[TAREFA CURTA 1] Transcreva fielmente a parte do trecho sobre o centro da Terra que começa em "De maneira que" e termina em "de outras elucubrações.".
[TAREFA CURTA 2]
Responda com base no trecho sobre o centro da Terra:
(a) Segundo os estudos mencionados, onde fica o centro da Terra?
(b) Em que aulas caçoavam do conceito medieval de que Jerusalém era o centro do mundo?
(c) Para que serviria conhecer o critério segundo o qual esse lugar é o centro?

[TRECHO DO TEXTO]
################

Disseram-me haver estudos demonstrando que o centro da Terra está no Santo Sepulcro. Isso me interessaria muito saber se houvesse dados a esse respeito, porque é uma coisa magnífica! Quando eu era pequeno, caçoavam nas aulas de Geografia do conceito da Idade Média, de que Jerusalém era o centro do mundo. E zombavam da ideia da esfera, dando a objeção que indiquei. E a objeção me deixava perplexo, naturalmente não saberia como responder, mas internamente pensava: “Demonstrem como quiserem, deve ser o centro, um dia isso aparecerá!”

De maneira que eu fico contente em saber e vai na linha das elucubrações que eu fazia a hipótese que estava lançando. Mas conhecer o critério segundo o qual isso é o centro me interessaria no  mais alto grau. Serviria para uma série de outras elucubrações.

################

Registros do conjunto de dados de apontamento:
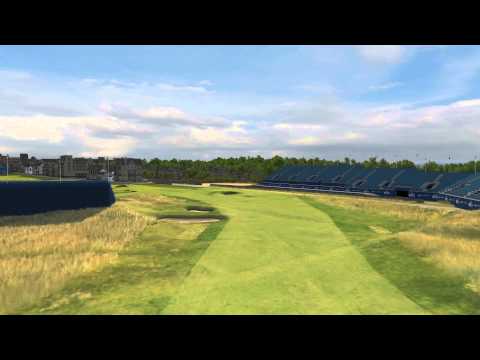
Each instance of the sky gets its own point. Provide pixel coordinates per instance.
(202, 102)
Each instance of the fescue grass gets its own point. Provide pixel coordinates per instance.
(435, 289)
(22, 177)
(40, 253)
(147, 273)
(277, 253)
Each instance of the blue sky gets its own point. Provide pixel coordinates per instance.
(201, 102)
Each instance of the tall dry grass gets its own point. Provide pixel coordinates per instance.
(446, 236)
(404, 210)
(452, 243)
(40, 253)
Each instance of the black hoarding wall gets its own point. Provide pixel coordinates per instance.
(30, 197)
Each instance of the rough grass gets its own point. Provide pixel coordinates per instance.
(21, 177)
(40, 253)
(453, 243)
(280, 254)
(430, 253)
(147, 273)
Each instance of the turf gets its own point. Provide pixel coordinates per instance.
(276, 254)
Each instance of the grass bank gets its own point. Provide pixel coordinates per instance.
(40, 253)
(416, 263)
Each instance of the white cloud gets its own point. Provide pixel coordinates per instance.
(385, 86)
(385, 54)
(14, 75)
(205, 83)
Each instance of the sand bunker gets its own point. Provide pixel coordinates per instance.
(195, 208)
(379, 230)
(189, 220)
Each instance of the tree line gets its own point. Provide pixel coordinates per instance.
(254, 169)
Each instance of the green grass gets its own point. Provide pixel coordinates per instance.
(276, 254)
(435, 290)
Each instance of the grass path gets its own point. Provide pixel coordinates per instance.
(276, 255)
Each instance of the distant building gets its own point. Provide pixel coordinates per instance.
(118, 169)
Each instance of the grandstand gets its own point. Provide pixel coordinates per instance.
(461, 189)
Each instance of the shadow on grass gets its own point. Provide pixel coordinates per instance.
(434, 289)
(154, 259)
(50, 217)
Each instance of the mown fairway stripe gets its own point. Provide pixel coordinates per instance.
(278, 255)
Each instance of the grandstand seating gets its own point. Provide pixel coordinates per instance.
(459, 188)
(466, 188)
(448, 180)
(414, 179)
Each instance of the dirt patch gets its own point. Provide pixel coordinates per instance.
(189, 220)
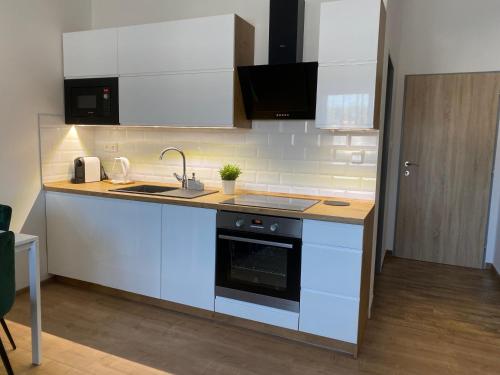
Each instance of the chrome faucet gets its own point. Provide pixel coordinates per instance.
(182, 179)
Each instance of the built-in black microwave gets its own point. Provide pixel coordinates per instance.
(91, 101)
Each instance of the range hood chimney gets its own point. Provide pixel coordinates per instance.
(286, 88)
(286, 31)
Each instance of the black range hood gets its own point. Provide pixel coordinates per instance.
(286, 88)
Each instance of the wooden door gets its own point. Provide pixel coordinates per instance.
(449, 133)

################

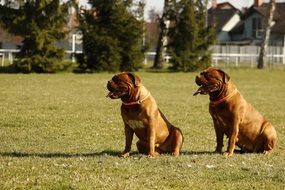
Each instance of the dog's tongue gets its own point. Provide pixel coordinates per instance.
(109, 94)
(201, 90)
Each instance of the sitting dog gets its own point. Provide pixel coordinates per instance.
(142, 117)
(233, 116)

################

[RESPOSTA COMENTADA 1]
De maneira que eu fico contente em saber e vai na linha das elucubrações que eu fazia a hipótese que estava lançando. Mas conhecer o critério segundo o qual isso é o centro me interessaria no  mais alto grau. Serviria para uma série de outras elucubrações.

[RESPOSTA COMENTADA 2]
(a) No Santo Sepulcro.
(b) Nas aulas de Geografia.
(c) Para uma série de outras elucubrações.